GIVEN INSTRUCTION 1:
Answer these questions about the project overview notebook.
(a) Which file does the project use from the dataset, and in which directory of the repository is it located?
(b) How many videos does the dataset contain in total?
(c) In the narrations, what does 'O' represent?

DOCUMENT EXTRACT:
━━━━━━━━━━
# Project Overview Notebook

**Note:** This notebook is **not intended to run the full training loop** or to rebuild all models from scratch.  
Its purpose is to provide the reader with a **clear understanding of the repository workflow**, the **datasets**, and our **approach to solving the problem statement**.  

It serves as a guided explanation of what has been done so far, including preprocessing steps, model design, and evaluation, without executing the heavy computations.


## Dataset

For this project, we use the **Ego4D dataset**, a large-scale dataset consisting of **long first-person videos** along with **narrations describing the events happening in the videos**.  

- The dataset is **terabyte-scale**, making it **infeasible to use the full video data** given computational and storage constraints.  
- Our approach does **not require video data during the initial stages**; videos are only used at the inference stage.  

### What we are using:
- **File:** `em_train_narrations.pkl` (located in the `data/` directory of the repository)  
- This file contains all narrations from the dataset.  
- We use these narrations to:
  1. **Create a question-answer dataset** for our task.  
  2. Include the **temporal grounding annotations**, which serve as ground truth for training.  

By focusing on the narrations first, we can efficiently **train our model** without handling the massive video files until necessary.


## Sample Narrations from the Dataset

In this snippet, we load the `em_train_narrations.pkl` file and display the narrations for **one video clip**.  

- The dataset contains a total of **10,777 videos**, each with multiple narrations describing the events occurring in the video.  
- For demonstration, we selected one video and printed **all its narrations** (instead of just the first 5) to show the type of information available.  
- Each narration entry contains:
  - `narration_text`: a textual description of an event.
  - `timestamps`: the start and end times (in seconds) of the event within the video.  

**Note:** In the narrations, **'C' represents the person performing the task or appearing in the video**, while **'O' represents another person**.  
These narrations form the basis for creating **question-answer pairs** in our dataset.


In [2]:
import pickle
import random

# Load the narrations file
with open('data/em_train_narrations.pkl', 'rb') as f:
    clip_narrations = pickle.load(f)

print(f"Total number of clips: {len(clip_narrations)}\n")

# Pick a random clip 
clip = random.choice(clip_narrations)
━━━━━━━━━━
DATA PROVIDED:
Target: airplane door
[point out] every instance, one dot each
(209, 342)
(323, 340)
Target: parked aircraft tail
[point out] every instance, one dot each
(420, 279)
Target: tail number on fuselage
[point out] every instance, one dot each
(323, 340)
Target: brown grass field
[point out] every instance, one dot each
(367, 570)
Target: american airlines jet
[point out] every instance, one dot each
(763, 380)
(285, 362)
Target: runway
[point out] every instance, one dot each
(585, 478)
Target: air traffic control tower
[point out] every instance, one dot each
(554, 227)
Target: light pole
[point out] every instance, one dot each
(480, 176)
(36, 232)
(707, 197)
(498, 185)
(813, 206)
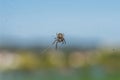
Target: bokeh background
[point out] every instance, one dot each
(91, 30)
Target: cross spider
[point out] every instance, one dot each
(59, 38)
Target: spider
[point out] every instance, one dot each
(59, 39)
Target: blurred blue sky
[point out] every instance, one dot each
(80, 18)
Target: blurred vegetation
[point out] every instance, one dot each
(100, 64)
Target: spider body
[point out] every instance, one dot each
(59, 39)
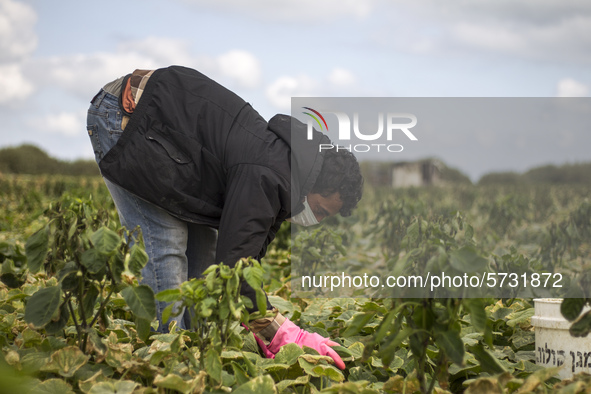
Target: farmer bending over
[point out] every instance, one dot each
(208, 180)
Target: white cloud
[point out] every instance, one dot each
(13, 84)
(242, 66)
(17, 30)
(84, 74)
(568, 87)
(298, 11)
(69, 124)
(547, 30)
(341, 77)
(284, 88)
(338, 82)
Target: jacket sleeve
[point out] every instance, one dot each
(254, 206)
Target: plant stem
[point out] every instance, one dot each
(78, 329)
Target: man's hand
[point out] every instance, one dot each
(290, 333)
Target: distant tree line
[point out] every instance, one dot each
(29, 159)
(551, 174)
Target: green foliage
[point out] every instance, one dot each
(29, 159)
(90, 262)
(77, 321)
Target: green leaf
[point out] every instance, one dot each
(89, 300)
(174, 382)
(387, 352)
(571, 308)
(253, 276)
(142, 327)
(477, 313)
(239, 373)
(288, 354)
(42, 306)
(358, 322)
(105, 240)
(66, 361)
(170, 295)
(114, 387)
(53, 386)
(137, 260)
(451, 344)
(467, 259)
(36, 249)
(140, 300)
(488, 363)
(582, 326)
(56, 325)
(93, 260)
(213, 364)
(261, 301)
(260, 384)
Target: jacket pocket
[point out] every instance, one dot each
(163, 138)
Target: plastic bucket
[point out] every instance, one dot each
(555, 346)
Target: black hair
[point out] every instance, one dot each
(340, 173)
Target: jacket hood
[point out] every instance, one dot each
━━━━━━━━━━
GIVEN INSTRUCTION 2: Count the lines of the records that contain the string "tail", and give only that number.

FULL ANSWER 1:
(a) `em_train_narrations.pkl`, located in the `data/` directory
(b) 10,777 videos
(c) Another person

FULL ANSWER 2: 2